-------- Given information --------
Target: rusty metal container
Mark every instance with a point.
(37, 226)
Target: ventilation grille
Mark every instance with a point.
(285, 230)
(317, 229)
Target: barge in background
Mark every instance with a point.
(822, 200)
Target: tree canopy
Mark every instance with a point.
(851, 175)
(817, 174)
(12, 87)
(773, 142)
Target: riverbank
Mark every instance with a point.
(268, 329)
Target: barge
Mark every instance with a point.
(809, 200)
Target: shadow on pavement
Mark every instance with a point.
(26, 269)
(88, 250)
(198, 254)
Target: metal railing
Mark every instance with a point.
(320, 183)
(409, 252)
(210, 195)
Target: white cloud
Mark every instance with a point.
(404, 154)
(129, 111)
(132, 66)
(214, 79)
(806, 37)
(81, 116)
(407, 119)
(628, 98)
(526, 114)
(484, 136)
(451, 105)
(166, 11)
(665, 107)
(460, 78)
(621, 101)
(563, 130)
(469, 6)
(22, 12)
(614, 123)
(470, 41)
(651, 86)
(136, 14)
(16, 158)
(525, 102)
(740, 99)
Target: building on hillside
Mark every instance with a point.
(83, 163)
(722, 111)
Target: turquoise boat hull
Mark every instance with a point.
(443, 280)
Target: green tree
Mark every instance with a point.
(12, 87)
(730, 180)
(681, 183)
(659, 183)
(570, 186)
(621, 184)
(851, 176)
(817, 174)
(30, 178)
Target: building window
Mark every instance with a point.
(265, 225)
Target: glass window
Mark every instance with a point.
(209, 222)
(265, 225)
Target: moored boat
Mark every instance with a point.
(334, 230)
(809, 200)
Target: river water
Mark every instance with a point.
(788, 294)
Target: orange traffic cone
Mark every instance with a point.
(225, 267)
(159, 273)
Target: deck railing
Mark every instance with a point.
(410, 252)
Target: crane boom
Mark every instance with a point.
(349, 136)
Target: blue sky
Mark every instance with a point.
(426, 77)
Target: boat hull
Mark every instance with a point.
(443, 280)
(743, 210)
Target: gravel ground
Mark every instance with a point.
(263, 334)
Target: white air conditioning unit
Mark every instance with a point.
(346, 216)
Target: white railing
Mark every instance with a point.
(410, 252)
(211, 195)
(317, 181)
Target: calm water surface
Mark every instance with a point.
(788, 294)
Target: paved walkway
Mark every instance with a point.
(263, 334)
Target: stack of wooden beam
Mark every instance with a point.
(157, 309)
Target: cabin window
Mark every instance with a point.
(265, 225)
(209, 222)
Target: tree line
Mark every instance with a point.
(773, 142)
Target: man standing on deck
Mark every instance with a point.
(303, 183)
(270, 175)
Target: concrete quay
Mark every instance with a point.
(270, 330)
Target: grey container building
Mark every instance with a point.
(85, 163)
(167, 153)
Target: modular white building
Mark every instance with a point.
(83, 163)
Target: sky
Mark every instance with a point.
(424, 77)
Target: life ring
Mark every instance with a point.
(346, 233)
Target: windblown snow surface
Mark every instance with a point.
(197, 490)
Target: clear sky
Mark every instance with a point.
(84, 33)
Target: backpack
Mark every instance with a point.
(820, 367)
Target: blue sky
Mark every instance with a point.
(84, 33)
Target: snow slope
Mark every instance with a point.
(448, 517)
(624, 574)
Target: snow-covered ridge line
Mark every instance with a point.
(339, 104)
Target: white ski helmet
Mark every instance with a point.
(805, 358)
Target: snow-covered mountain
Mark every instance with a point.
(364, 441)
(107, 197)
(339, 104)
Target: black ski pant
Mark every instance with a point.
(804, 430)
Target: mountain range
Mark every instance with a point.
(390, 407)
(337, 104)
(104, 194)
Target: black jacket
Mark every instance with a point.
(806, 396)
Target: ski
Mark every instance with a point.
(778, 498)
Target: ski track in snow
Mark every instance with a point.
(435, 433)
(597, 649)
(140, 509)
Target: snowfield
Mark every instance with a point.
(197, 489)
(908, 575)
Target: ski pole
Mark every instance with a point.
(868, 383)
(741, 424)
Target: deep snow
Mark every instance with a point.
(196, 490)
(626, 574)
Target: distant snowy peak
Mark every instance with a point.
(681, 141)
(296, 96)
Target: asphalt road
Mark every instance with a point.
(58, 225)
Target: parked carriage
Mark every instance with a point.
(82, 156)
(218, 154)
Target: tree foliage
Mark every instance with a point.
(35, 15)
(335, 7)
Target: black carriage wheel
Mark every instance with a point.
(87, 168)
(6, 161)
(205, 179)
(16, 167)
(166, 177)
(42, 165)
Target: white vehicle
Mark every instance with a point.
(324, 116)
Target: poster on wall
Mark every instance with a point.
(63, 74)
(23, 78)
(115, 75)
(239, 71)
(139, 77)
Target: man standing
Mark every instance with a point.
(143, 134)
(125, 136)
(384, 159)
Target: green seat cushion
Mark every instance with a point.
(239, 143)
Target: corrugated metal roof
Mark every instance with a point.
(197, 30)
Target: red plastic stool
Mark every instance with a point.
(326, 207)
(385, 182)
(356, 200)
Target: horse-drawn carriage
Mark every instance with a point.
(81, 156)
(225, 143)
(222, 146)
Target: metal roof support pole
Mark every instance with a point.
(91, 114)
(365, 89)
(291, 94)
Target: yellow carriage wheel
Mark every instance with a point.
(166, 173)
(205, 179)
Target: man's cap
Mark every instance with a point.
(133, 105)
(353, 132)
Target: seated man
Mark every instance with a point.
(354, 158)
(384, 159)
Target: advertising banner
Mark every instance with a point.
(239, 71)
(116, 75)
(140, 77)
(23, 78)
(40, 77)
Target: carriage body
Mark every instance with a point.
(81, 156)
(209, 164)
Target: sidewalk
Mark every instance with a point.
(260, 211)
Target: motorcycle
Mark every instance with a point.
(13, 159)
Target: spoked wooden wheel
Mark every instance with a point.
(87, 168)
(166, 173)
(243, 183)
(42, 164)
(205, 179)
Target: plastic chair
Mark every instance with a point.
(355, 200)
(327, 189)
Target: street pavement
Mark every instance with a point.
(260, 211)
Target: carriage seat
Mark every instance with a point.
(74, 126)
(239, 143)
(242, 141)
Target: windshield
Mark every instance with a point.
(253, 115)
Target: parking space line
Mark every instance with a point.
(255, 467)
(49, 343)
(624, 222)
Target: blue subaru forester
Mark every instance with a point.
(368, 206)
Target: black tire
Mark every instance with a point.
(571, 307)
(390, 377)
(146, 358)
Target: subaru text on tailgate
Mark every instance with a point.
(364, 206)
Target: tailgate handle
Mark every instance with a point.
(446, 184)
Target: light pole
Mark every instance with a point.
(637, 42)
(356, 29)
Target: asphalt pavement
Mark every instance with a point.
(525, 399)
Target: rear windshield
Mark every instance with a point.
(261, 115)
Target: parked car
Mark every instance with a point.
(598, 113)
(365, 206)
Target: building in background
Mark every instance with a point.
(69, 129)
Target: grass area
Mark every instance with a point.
--------
= What is being asked =
Reproduce verbatim every line from the one containing "Target: parking space line" through the final line of the entries, both ends inclusive.

= Answer to the problem =
Target: parking space line
Mark every instance with a point.
(255, 467)
(49, 343)
(624, 222)
Target: blue subaru forester
Mark every instance with a point.
(368, 206)
Target: black tire
Mark every instance with a point.
(571, 307)
(390, 377)
(146, 358)
Target: subaru text on tailgate
Mark every instance with a point.
(364, 206)
Target: tailgate handle
Mark every instance with a point.
(446, 184)
Target: light pole
Mark every instance with a point.
(637, 42)
(356, 29)
Target: asphalt pavement
Mark every instance with a point.
(525, 399)
Target: rear windshield
Mark every instance with a point.
(261, 115)
Target: parked car
Mark every instance with a point.
(598, 113)
(365, 206)
Target: building in background
Mark every instance with a point.
(69, 129)
Target: grass area
Mark every instance with a point.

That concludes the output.